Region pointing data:
__________________________________________________
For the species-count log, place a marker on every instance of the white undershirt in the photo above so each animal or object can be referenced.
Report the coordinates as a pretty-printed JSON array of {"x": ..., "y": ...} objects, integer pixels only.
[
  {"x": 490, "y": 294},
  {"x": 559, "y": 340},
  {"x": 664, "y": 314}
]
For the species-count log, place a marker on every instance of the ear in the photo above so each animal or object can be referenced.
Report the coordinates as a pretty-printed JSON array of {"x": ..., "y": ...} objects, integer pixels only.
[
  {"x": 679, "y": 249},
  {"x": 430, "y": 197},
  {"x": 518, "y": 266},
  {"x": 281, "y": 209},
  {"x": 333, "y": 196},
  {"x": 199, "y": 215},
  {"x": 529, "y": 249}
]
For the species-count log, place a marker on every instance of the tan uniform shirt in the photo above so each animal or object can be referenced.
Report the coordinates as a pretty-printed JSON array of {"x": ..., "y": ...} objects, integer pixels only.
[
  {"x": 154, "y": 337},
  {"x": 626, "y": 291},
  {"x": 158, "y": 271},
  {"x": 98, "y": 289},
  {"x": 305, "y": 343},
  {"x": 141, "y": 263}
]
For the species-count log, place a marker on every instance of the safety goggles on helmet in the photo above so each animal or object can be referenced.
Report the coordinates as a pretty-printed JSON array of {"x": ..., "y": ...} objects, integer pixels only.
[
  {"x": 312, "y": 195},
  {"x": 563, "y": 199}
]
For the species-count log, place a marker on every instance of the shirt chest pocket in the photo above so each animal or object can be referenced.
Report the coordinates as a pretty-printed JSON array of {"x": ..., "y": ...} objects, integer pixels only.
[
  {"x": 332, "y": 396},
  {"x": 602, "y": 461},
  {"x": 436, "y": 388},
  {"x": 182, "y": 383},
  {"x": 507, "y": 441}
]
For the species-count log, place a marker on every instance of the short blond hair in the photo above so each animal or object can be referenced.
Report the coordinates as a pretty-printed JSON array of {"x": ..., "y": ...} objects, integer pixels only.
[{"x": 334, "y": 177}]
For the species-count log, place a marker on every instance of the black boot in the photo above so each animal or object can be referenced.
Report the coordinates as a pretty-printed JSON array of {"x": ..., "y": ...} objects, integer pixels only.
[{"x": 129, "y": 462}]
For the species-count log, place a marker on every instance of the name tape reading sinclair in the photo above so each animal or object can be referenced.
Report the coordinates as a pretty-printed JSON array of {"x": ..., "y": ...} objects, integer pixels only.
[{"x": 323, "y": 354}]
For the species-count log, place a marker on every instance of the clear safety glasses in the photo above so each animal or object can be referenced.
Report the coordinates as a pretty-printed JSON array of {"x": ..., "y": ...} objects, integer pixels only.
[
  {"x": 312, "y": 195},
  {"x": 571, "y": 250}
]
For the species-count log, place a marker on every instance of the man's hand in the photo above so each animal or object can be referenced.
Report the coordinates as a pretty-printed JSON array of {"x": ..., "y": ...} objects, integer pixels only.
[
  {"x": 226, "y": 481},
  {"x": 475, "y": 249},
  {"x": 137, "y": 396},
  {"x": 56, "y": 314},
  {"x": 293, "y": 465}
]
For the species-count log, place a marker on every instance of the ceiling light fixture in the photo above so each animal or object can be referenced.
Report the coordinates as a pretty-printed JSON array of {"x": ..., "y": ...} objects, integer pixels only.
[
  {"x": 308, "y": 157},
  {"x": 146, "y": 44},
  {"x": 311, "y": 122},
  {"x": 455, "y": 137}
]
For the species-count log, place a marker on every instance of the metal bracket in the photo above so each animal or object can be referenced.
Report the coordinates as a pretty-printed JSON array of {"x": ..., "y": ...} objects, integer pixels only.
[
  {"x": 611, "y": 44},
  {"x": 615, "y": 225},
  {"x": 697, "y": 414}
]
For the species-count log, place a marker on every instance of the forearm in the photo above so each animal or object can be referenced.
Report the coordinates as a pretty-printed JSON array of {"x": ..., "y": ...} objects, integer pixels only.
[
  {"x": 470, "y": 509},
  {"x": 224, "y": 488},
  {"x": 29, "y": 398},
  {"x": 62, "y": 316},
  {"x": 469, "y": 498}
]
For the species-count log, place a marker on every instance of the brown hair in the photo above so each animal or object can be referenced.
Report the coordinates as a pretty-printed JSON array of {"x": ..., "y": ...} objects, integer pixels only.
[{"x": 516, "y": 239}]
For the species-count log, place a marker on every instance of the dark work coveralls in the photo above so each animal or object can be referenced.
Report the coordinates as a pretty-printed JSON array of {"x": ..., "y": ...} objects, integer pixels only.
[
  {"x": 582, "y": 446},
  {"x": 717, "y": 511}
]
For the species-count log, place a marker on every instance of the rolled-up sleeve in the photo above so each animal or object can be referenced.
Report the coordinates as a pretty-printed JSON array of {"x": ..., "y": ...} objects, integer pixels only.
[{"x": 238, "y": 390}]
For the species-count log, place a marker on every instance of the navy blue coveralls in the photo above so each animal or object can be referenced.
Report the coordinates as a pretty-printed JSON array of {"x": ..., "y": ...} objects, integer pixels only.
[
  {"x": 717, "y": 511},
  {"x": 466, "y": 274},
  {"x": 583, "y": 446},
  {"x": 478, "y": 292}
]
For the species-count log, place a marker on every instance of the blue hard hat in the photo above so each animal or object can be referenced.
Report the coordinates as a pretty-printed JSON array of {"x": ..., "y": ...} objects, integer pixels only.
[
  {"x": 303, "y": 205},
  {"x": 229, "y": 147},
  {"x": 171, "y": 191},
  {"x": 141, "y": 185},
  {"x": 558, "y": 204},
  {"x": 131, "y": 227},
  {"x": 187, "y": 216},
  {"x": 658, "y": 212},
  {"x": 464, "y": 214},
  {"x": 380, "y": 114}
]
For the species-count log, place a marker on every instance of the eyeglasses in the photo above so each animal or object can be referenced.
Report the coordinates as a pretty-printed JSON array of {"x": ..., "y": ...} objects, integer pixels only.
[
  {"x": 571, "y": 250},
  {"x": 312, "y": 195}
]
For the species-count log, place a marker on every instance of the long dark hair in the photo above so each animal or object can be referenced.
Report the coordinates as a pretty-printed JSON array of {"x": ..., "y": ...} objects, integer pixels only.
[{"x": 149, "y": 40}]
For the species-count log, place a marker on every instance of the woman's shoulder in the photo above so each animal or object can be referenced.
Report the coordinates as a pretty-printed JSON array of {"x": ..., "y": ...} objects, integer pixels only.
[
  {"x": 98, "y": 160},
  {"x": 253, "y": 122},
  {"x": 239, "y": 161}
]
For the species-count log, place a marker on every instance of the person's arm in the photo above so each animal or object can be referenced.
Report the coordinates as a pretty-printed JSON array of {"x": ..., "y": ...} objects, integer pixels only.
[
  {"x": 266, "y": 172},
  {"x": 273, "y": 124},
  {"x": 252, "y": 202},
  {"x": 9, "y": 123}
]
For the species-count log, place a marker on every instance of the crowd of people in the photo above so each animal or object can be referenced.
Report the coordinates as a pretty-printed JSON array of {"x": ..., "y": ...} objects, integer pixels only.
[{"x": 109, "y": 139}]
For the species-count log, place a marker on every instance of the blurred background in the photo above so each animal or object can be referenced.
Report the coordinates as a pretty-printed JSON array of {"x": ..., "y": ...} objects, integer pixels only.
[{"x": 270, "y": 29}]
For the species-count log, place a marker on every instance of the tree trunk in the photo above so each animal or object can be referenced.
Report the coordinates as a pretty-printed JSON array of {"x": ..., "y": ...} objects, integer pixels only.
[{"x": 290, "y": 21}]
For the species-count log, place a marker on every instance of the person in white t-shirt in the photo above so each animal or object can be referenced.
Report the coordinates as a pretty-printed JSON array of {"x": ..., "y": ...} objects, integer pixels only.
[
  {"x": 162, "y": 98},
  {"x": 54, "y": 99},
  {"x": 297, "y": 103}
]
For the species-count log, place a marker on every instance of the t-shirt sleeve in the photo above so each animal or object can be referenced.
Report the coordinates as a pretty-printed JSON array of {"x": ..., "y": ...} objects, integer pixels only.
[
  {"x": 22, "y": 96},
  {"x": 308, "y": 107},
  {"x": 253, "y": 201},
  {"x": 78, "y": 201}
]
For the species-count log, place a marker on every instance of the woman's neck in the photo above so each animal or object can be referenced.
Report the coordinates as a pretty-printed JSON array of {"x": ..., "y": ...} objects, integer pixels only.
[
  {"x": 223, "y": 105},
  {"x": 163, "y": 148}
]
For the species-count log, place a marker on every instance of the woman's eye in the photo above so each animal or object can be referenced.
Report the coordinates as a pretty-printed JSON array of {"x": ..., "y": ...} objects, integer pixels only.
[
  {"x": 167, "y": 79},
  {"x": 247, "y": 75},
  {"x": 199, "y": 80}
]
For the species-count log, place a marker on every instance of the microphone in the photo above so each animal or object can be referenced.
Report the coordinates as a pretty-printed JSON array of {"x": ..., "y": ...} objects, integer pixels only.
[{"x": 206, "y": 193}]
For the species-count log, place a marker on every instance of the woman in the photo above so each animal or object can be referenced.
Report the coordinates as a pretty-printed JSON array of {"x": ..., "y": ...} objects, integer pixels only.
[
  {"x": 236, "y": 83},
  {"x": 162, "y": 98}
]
__________________________________________________
→ Exercise
Looking at the data above, count each line that holds the word "person" and report the count alone.

→ Your solution
2